[Dataset entries]
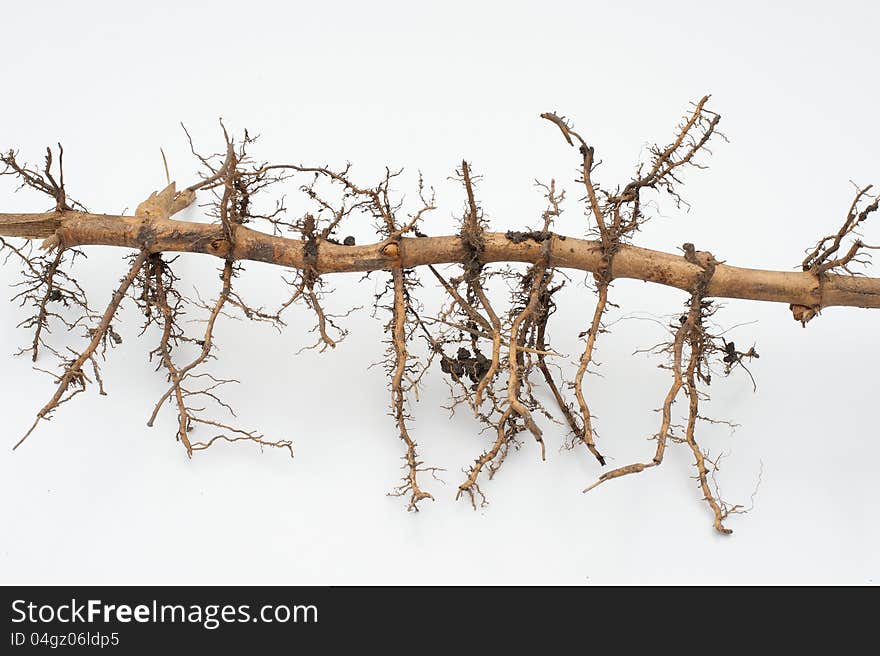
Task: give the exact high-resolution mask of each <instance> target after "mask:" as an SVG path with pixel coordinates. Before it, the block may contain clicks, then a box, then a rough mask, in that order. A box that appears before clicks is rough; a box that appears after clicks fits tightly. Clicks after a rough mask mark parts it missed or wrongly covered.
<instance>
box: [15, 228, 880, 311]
mask: <svg viewBox="0 0 880 656" xmlns="http://www.w3.org/2000/svg"><path fill="white" fill-rule="evenodd" d="M234 230H235V239H234V241H235V246H234V247H233V248H231V247H230V243H229V241H228V239H227V238H226V236H225V234H224V229H223V227H222V226H220V225H217V224H208V223H195V222H189V221H177V220H174V219H159V220H155V219H154V220H152V221H150V222H145V221H144V220H143V219H141V218H138V217H134V216H116V215H107V214H88V213H85V212H72V211H65V212H64V213H59V212H47V213H43V214H0V236H9V237H24V238H30V239H38V238H45V239H46V242H45V245H46V246H49V247H54V246H58V245H64V246H65V247H68V248H69V247H74V246H89V245H105V246H118V247H123V248H132V249H138V250H140V249H144V250H146V251H147V252H153V253H155V252H187V253H205V254H209V255H214V256H217V257H221V258H227V257H232V258H233V259H236V260H253V261H258V262H267V263H270V264H276V265H279V266H286V267H294V268H304V267H305V266H306V263H305V257H304V252H303V243H304V242H303V241H301V240H299V239H287V238H284V237H276V236H272V235H267V234H264V233H261V232H257V231H255V230H251V229H249V228H246V227H243V226H235V227H234ZM484 240H485V251H484V252H483V253H482V259H483V261H484V262H485V263H491V262H530V263H534V262H536V261H538V260H539V259H540V258H541V255H542V244H541V243H539V242H537V241H534V240H531V239H527V240H525V241H522V242H519V243H515V242H514V241H512V240H510V239H508V238H507V236H506V234H505V233H497V232H487V233H484ZM549 255H550V266H553V267H559V268H568V269H579V270H582V271H592V272H595V271H597V270H598V269H599V268H600V267H601V266H602V258H601V248H600V242H598V241H589V240H584V239H575V238H573V237H564V236H562V235H553V236H552V237H551V240H550V244H549ZM466 257H467V252H466V250H465V247H464V246H463V245H462V241H461V238H460V237H459V236H458V235H453V236H442V237H421V238H402V239H400V240H399V248H398V247H392V245H391V244H390V243H389V242H378V243H375V244H367V245H362V246H342V245H339V244H335V243H332V242H328V241H322V240H319V247H318V255H317V261H316V263H315V269H316V271H317V273H321V274H323V273H338V272H346V271H372V270H380V269H392V268H399V267H402V268H414V267H419V266H424V265H428V264H445V263H454V262H463V261H465V259H466ZM700 272H701V269H700V267H699V266H697V265H695V264H693V263H691V262H688V261H687V260H686V259H685V258H684V257H682V256H679V255H675V254H672V253H664V252H660V251H654V250H650V249H647V248H640V247H637V246H630V245H621V246H620V249H619V251H618V252H617V253H616V254H615V256H614V259H613V264H612V270H611V275H612V277H613V278H632V279H636V280H644V281H646V282H653V283H658V284H661V285H667V286H670V287H676V288H678V289H682V290H685V291H690V290H692V289H693V286H694V284H695V282H696V280H697V277H698V276H699V274H700ZM707 296H711V297H715V298H741V299H749V300H756V301H773V302H778V303H789V304H793V305H799V306H806V307H811V308H825V307H830V306H856V307H864V308H880V279H877V278H866V277H854V276H849V275H836V274H824V275H823V276H822V277H821V280H820V279H819V278H818V277H817V276H815V275H814V274H811V273H806V272H799V271H795V272H792V271H770V270H762V269H746V268H741V267H735V266H731V265H727V264H719V265H718V266H717V267H716V269H715V274H714V276H713V277H712V280H711V282H710V284H709V288H708V290H707Z"/></svg>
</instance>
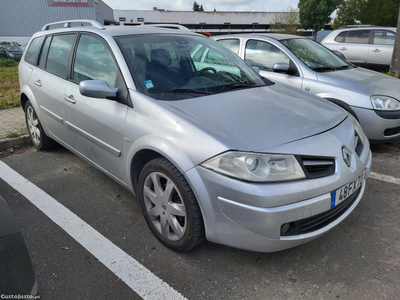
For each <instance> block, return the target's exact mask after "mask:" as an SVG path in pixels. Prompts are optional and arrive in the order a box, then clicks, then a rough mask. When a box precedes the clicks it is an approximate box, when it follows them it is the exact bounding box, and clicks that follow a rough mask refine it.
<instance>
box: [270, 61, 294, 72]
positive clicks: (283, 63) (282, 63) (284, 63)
mask: <svg viewBox="0 0 400 300" xmlns="http://www.w3.org/2000/svg"><path fill="white" fill-rule="evenodd" d="M289 69H290V67H289V64H288V63H276V64H275V65H274V67H273V70H274V72H277V73H286V72H288V71H289Z"/></svg>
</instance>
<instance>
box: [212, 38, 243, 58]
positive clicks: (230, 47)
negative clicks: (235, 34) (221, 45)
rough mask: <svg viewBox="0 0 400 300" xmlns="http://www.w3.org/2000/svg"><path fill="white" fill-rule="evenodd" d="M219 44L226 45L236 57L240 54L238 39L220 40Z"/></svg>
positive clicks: (219, 40)
mask: <svg viewBox="0 0 400 300" xmlns="http://www.w3.org/2000/svg"><path fill="white" fill-rule="evenodd" d="M217 42H218V43H220V44H222V45H224V46H225V47H226V48H228V49H229V50H231V51H232V52H233V53H235V54H236V55H238V54H239V44H240V41H239V40H238V39H229V40H228V39H226V40H219V41H217Z"/></svg>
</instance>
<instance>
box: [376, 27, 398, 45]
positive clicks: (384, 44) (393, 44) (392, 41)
mask: <svg viewBox="0 0 400 300" xmlns="http://www.w3.org/2000/svg"><path fill="white" fill-rule="evenodd" d="M395 41H396V34H395V33H394V32H391V31H386V30H375V32H374V41H373V44H374V45H391V46H393V45H394V42H395Z"/></svg>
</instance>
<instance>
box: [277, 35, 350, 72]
mask: <svg viewBox="0 0 400 300" xmlns="http://www.w3.org/2000/svg"><path fill="white" fill-rule="evenodd" d="M281 43H282V44H284V45H285V46H286V47H287V48H288V49H289V50H290V51H292V52H293V54H294V55H296V56H297V57H298V58H299V59H300V60H301V61H302V62H303V63H304V64H305V65H306V66H307V67H309V68H310V69H312V70H314V71H317V72H324V71H335V70H337V69H347V68H350V67H351V66H350V65H349V64H348V63H347V62H346V61H345V60H343V59H341V58H340V57H338V56H337V55H335V54H334V53H332V52H331V51H330V50H328V49H327V48H325V47H323V46H321V45H320V44H318V43H316V42H314V41H312V40H309V39H288V40H282V41H281Z"/></svg>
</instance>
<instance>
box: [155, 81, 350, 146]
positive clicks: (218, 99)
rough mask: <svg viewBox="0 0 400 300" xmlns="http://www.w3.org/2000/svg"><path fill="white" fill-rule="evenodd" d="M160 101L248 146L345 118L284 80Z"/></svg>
mask: <svg viewBox="0 0 400 300" xmlns="http://www.w3.org/2000/svg"><path fill="white" fill-rule="evenodd" d="M161 102H162V103H164V104H165V105H167V106H168V107H170V108H172V109H174V110H176V111H178V112H179V113H181V114H183V115H185V116H187V117H188V119H189V120H191V122H194V123H197V126H199V127H200V128H202V129H203V130H206V131H208V132H209V133H210V134H212V135H213V136H214V137H216V138H218V139H219V140H221V141H222V142H224V143H226V144H227V146H228V147H229V148H230V149H238V150H247V151H255V150H259V149H266V148H268V147H272V146H276V145H280V144H284V143H288V142H291V141H294V140H300V139H303V138H306V137H309V136H312V135H316V134H319V133H321V132H324V131H327V130H329V129H331V128H333V127H335V126H337V125H338V124H339V123H341V122H342V121H343V120H344V119H345V118H346V117H347V114H346V112H345V111H344V110H342V109H341V108H339V107H337V106H336V105H333V104H331V103H330V102H328V101H326V100H323V99H321V98H319V97H316V96H315V97H312V98H311V97H308V96H305V95H303V92H302V91H300V90H297V89H294V88H290V87H288V86H286V85H283V84H275V85H273V86H268V87H259V88H251V89H246V90H239V91H231V92H226V93H221V94H216V95H211V96H205V97H199V98H192V99H187V100H179V101H161Z"/></svg>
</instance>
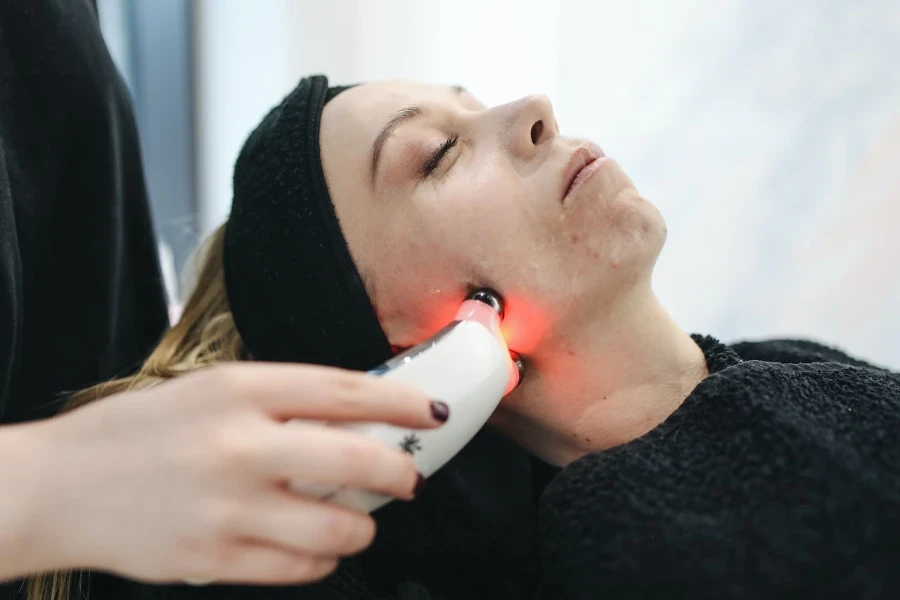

[EXERCISE AIM] Turn each line of the listing above into a Markdown table with the columns Row and Line, numbering the rows and skipping blank lines. Leave the pictures out of the table.

[WRITTEN SOLUTION]
| Row | Line |
|---|---|
| 1 | Task: give the exact high-resolution mask of each <instance> target after "mask:" as an SVG path with pixel coordinates. Before it, the block may contain clicks, then a box, then a rough mask, in that order. A box that appears before clicks is rough; a box that appears after clicks fits tightly. Clicks after a rough mask mark parts it missed or wrongly covered. |
| 2 | <instance> |
| 3 | box: [15, 228, 880, 311] |
| 4 | mask: <svg viewBox="0 0 880 656" xmlns="http://www.w3.org/2000/svg"><path fill="white" fill-rule="evenodd" d="M234 230H235V239H234V241H235V246H234V247H233V248H231V247H230V243H229V241H228V239H227V238H226V236H225V234H224V229H223V227H222V226H220V225H217V224H208V223H195V222H189V221H177V220H174V219H159V220H155V219H154V220H152V221H150V222H145V221H144V220H143V219H141V218H138V217H134V216H116V215H107V214H88V213H85V212H72V211H65V212H64V213H59V212H47V213H43V214H0V236H9V237H24V238H30V239H38V238H45V239H46V242H45V245H46V246H49V247H54V246H58V245H64V246H65V247H68V248H69V247H74V246H89V245H105V246H118V247H123V248H132V249H138V250H140V249H144V250H146V251H147V252H153V253H155V252H187V253H205V254H209V255H214V256H217V257H221V258H227V257H232V258H233V259H236V260H253V261H258V262H267V263H270V264H276V265H279V266H286V267H294V268H304V267H305V266H306V263H305V257H304V252H303V243H304V242H303V241H301V240H299V239H287V238H284V237H276V236H272V235H267V234H264V233H261V232H257V231H255V230H251V229H249V228H246V227H243V226H235V227H234ZM484 240H485V251H484V252H483V253H482V259H483V261H484V262H485V263H491V262H530V263H534V262H536V261H538V260H539V259H540V258H541V255H542V244H541V243H539V242H537V241H534V240H531V239H527V240H525V241H522V242H519V243H515V242H514V241H512V240H510V239H508V238H507V236H506V234H505V233H497V232H487V233H484ZM549 255H550V266H553V267H559V268H568V269H579V270H582V271H592V272H595V271H597V270H598V269H599V268H600V267H601V266H602V258H601V248H600V242H598V241H589V240H584V239H575V238H573V237H564V236H562V235H553V236H552V237H551V240H550V244H549ZM466 257H467V252H466V250H465V247H464V246H463V245H462V241H461V238H460V237H459V236H458V235H453V236H442V237H421V238H402V239H400V240H399V248H398V247H392V245H391V244H390V243H389V242H378V243H375V244H367V245H362V246H342V245H339V244H335V243H332V242H328V241H322V240H319V247H318V255H317V261H316V263H315V269H316V271H317V273H321V274H323V273H338V272H346V271H372V270H380V269H392V268H399V267H402V268H414V267H419V266H424V265H428V264H445V263H454V262H463V261H465V259H466ZM700 272H701V269H700V267H699V266H697V265H695V264H693V263H691V262H688V261H687V260H686V259H685V258H684V257H682V256H679V255H675V254H672V253H664V252H660V251H654V250H650V249H647V248H640V247H637V246H630V245H621V246H620V249H619V251H618V252H617V253H616V254H615V256H614V259H613V264H612V270H611V275H612V277H613V278H632V279H636V280H644V281H646V282H653V283H658V284H661V285H667V286H670V287H676V288H678V289H682V290H685V291H690V290H692V289H693V286H694V284H695V282H696V280H697V277H698V276H699V274H700ZM707 296H711V297H715V298H741V299H749V300H756V301H773V302H778V303H789V304H793V305H799V306H806V307H811V308H825V307H830V306H856V307H864V308H880V279H877V278H866V277H854V276H849V275H836V274H824V275H823V276H822V277H821V280H820V279H819V278H818V277H817V276H815V275H814V274H811V273H806V272H799V271H795V272H792V271H770V270H762V269H746V268H741V267H735V266H731V265H727V264H719V265H718V266H717V267H716V269H715V274H714V276H713V277H712V280H711V282H710V284H709V288H708V290H707Z"/></svg> |
| 5 | </instance> |
| 6 | For each <instance> block, return the target's exact mask after "mask:" as an SVG path in pixels. Prompts are optional and arrive in the order a box, then clicks, then a rough mask. When a box precedes the clicks it is an approximate box, when it follows them it is the exact bounding box, and clicks that follow a rough mask refine it. |
| 7 | <instance> |
| 8 | box: [270, 61, 294, 72] |
| 9 | positive clicks: (283, 63) (282, 63) (284, 63) |
| 10 | mask: <svg viewBox="0 0 400 300" xmlns="http://www.w3.org/2000/svg"><path fill="white" fill-rule="evenodd" d="M289 69H290V67H289V64H288V63H276V64H275V65H274V67H273V70H274V72H277V73H286V72H288V71H289Z"/></svg> |
| 11 | </instance> |
| 12 | <instance> |
| 13 | box: [212, 38, 243, 58] |
| 14 | positive clicks: (230, 47) |
| 15 | negative clicks: (235, 34) (221, 45) |
| 16 | rough mask: <svg viewBox="0 0 400 300" xmlns="http://www.w3.org/2000/svg"><path fill="white" fill-rule="evenodd" d="M219 44L226 45L236 57L240 54L238 39L220 40Z"/></svg> |
| 17 | positive clicks: (219, 40) |
| 18 | mask: <svg viewBox="0 0 400 300" xmlns="http://www.w3.org/2000/svg"><path fill="white" fill-rule="evenodd" d="M217 42H218V43H220V44H222V45H224V46H225V47H226V48H228V49H229V50H231V51H232V52H233V53H235V54H236V55H238V54H239V44H240V41H239V40H238V39H229V40H228V39H226V40H219V41H217Z"/></svg> |
| 19 | </instance> |
| 20 | <instance> |
| 21 | box: [376, 27, 398, 45] |
| 22 | positive clicks: (384, 44) (393, 44) (392, 41) |
| 23 | mask: <svg viewBox="0 0 400 300" xmlns="http://www.w3.org/2000/svg"><path fill="white" fill-rule="evenodd" d="M395 41H396V34H395V33H394V32H391V31H386V30H375V32H374V41H373V44H374V45H391V46H393V45H394V42H395Z"/></svg> |
| 24 | </instance> |
| 25 | <instance> |
| 26 | box: [277, 35, 350, 72] |
| 27 | mask: <svg viewBox="0 0 400 300" xmlns="http://www.w3.org/2000/svg"><path fill="white" fill-rule="evenodd" d="M281 43H282V44H284V45H285V46H286V47H287V48H288V49H289V50H290V51H292V52H293V54H294V55H296V56H297V57H298V58H299V59H300V60H301V61H302V62H303V63H304V64H305V65H306V66H307V67H309V68H310V69H312V70H314V71H317V72H324V71H335V70H337V69H347V68H350V67H351V66H350V65H349V64H348V63H347V62H346V61H345V60H343V59H341V58H340V57H338V56H337V55H335V54H334V53H332V52H331V51H330V50H328V49H327V48H325V47H323V46H321V45H320V44H318V43H316V42H314V41H312V40H309V39H288V40H282V41H281Z"/></svg> |
| 28 | </instance> |
| 29 | <instance> |
| 30 | box: [155, 81, 350, 146] |
| 31 | positive clicks: (218, 99) |
| 32 | rough mask: <svg viewBox="0 0 400 300" xmlns="http://www.w3.org/2000/svg"><path fill="white" fill-rule="evenodd" d="M160 101L248 146L345 118L284 80Z"/></svg> |
| 33 | mask: <svg viewBox="0 0 400 300" xmlns="http://www.w3.org/2000/svg"><path fill="white" fill-rule="evenodd" d="M161 102H162V103H164V104H165V105H167V106H168V107H170V108H172V109H174V110H176V111H178V112H179V113H181V114H183V115H185V116H187V117H188V119H189V120H191V122H194V123H197V126H199V127H200V128H202V129H203V130H206V131H208V132H209V133H210V134H212V135H213V136H214V137H216V138H218V139H219V140H221V141H222V142H224V143H226V144H227V146H228V147H229V148H230V149H238V150H247V151H255V150H259V149H266V148H268V147H272V146H276V145H280V144H284V143H288V142H291V141H294V140H300V139H303V138H306V137H309V136H312V135H316V134H319V133H321V132H324V131H327V130H329V129H331V128H333V127H335V126H337V125H338V124H339V123H341V122H342V121H343V120H344V119H345V118H346V117H347V114H346V112H345V111H344V110H342V109H341V108H339V107H337V106H336V105H333V104H331V103H330V102H328V101H326V100H323V99H321V98H319V97H316V96H315V97H312V98H311V97H308V96H305V95H303V92H302V91H300V90H297V89H294V88H290V87H288V86H286V85H283V84H275V85H273V86H268V87H259V88H251V89H246V90H239V91H231V92H226V93H221V94H216V95H211V96H205V97H199V98H192V99H187V100H179V101H161Z"/></svg> |
| 34 | </instance> |